* Extracted data:
┄┄┄┄┄┄┄┄┄┄
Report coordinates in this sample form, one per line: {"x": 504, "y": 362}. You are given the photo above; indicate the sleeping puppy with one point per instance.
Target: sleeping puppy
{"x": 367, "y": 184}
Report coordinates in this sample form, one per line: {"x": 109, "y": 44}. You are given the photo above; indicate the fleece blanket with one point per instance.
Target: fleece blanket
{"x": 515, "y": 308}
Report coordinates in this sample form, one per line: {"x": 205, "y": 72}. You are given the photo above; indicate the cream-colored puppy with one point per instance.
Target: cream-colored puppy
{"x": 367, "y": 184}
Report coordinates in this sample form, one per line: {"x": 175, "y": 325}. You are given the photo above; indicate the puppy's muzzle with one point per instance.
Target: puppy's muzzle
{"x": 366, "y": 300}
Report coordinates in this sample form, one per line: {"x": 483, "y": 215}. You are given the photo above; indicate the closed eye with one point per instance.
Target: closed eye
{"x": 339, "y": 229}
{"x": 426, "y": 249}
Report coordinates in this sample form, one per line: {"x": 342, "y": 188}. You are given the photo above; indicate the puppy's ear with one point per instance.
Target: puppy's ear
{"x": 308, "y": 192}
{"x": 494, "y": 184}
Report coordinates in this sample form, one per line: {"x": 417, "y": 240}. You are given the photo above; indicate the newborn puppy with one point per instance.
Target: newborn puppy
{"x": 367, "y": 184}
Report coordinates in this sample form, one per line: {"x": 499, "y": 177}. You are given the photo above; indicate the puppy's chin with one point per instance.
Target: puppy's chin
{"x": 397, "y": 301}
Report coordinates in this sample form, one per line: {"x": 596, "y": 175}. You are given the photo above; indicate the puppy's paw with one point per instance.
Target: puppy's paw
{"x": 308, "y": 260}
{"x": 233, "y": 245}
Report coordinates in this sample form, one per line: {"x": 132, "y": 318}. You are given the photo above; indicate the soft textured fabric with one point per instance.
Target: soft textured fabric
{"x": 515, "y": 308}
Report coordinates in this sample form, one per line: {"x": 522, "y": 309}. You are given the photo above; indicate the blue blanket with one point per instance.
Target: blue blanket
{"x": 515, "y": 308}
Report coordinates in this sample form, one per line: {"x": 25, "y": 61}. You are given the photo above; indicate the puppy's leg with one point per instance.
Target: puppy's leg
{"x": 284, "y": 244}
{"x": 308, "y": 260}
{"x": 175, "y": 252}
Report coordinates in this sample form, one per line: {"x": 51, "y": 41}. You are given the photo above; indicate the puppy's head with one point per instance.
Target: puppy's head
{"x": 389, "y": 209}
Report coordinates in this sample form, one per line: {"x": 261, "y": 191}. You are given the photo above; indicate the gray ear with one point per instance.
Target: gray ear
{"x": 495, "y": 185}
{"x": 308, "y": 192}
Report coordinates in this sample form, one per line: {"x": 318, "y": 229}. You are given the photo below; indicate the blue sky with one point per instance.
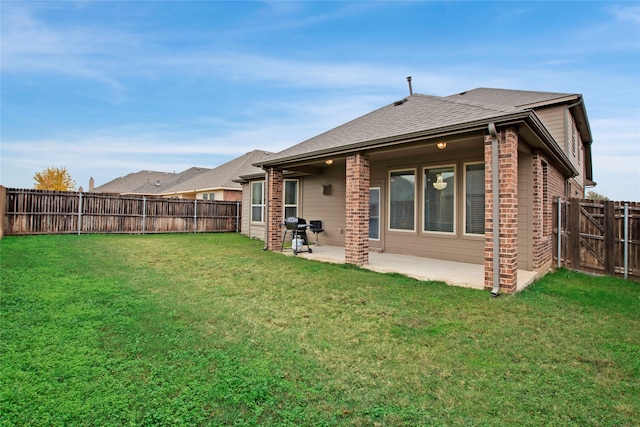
┄┄┄┄┄┄┄┄┄┄
* Work to complete: Omit the pictures, then output the rest of the listing exactly.

* Reply:
Report coordinates in this sample form, one per line: {"x": 504, "y": 362}. You are given the photo above; indicate the sleeping puppy with one point per instance.
Target: sleeping puppy
{"x": 367, "y": 184}
Report coordinates in this sample form, one per line: {"x": 109, "y": 44}. You are given the photo above; indicate the fleece blanket with one point per instance.
Target: fleece blanket
{"x": 515, "y": 308}
Report coordinates in this sample form, one per line: {"x": 205, "y": 72}. You are given the photo above; indicate the cream-colored puppy with one point per instance.
Target: cream-colored puppy
{"x": 367, "y": 184}
Report coordinates in this sample form, one per line: {"x": 175, "y": 325}. You are given the photo above; indicate the puppy's muzzle with one point per instance.
Target: puppy's muzzle
{"x": 366, "y": 300}
Report coordinates in this sample form, one per line: {"x": 483, "y": 215}. You are given the photo above; indicate the closed eye with one point per instance.
Target: closed eye
{"x": 339, "y": 229}
{"x": 426, "y": 249}
Report coordinates in this sample form, one per line: {"x": 342, "y": 188}. You are given the photo above; indicate the puppy's ear with one point per instance.
Target: puppy's ear
{"x": 308, "y": 192}
{"x": 494, "y": 184}
Report coordinates in this sample form, one per line: {"x": 417, "y": 240}. You are given the photo above; indicate the newborn puppy with one point per instance.
Target: newborn puppy
{"x": 367, "y": 184}
Report coordinates in this sample form, one per line: {"x": 499, "y": 177}. You are given the photo above; indicate the puppy's chin with one point per instance.
Target: puppy's chin
{"x": 397, "y": 301}
Report coordinates in this sample form, one per line: {"x": 596, "y": 175}. You are given the photo above; indicate the puppy's paw with one point per instance.
Target: puppy's paw
{"x": 308, "y": 260}
{"x": 233, "y": 245}
Report coordinates in this sample form, one per line: {"x": 132, "y": 318}. You are given the photo above; indicate the soft textured fabric with one point per instance.
Target: soft textured fabric
{"x": 515, "y": 308}
Report coordinates in this sample form, one per line: {"x": 522, "y": 309}. You are given the photo above; indicate the blue blanket with one point per instance.
Target: blue blanket
{"x": 515, "y": 308}
Report coordinates in this sample form, one per line: {"x": 25, "y": 61}. You are given the photo above; indicate the puppy's leg with one point per instance.
Target: puppy's leg
{"x": 284, "y": 244}
{"x": 308, "y": 260}
{"x": 175, "y": 252}
Report coordinates in this sample form, one per line: {"x": 51, "y": 41}. You are given the photo above; indicate the puppy's head with one point per instance.
Target: puppy's head
{"x": 389, "y": 209}
Report coordinates in this sample form, one per line: {"x": 261, "y": 191}. You are given the photo above; indicate the gray ear with one point per instance.
Target: gray ear
{"x": 495, "y": 185}
{"x": 308, "y": 192}
Report coordinates in this sample form, one per line: {"x": 318, "y": 229}. You are given the photo below; indicate the blue sky with one point per instance.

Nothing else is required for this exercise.